■ Try it: Would you write out the records below exactly as given?
#### Available data ####
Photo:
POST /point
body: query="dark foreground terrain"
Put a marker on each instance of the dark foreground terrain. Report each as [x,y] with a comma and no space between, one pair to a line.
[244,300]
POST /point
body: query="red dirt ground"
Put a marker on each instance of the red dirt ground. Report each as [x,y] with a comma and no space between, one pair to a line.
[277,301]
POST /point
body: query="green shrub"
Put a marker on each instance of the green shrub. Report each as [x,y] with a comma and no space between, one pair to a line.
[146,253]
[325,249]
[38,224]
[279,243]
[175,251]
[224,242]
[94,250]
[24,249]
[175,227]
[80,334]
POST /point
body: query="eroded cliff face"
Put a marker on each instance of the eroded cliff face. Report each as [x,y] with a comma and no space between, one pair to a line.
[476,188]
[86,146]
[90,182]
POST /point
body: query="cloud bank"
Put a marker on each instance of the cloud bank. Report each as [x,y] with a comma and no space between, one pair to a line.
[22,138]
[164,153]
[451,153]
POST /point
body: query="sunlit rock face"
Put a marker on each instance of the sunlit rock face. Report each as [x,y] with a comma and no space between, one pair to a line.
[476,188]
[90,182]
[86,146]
####
■ Exercise solution:
Photo:
POST /point
body: query="dark foreground terrain"
Put a marker on each instance of the dark foreground terrain. Report each as [x,y] with a comma and no space between, one pair to a line.
[244,300]
POST /point
body: query="red dirt ground"
Put a marker on each instance of the red dirt ground. Report each as [x,y] with a comma and no space between, one pair to a line.
[277,301]
POST /point
body: query="green shrub"
Put a marker on each instance of the green shrub. Report each as [x,y] with a comma and no space between, one pair to a line.
[146,253]
[325,249]
[38,224]
[279,243]
[175,251]
[224,242]
[94,250]
[24,249]
[175,227]
[80,334]
POST /point
body: query="eroded cliff face"
Put a marker on each instance of the eroded cliff face. Report each as [x,y] with a comma and no space between, one pair to a line.
[476,188]
[86,146]
[90,182]
POST /point
body: query="cloud bank"
Put a marker on each instance of the cloud bank. Report each as [x,y] with a comma and no space between, one pair to a line.
[22,138]
[164,153]
[451,153]
POST /point
body: query="sunlit rock face"
Put a marker on each instance of the sunlit rock face. Report each as [x,y] with a comma and no space between, one pair to a line.
[476,188]
[90,182]
[86,146]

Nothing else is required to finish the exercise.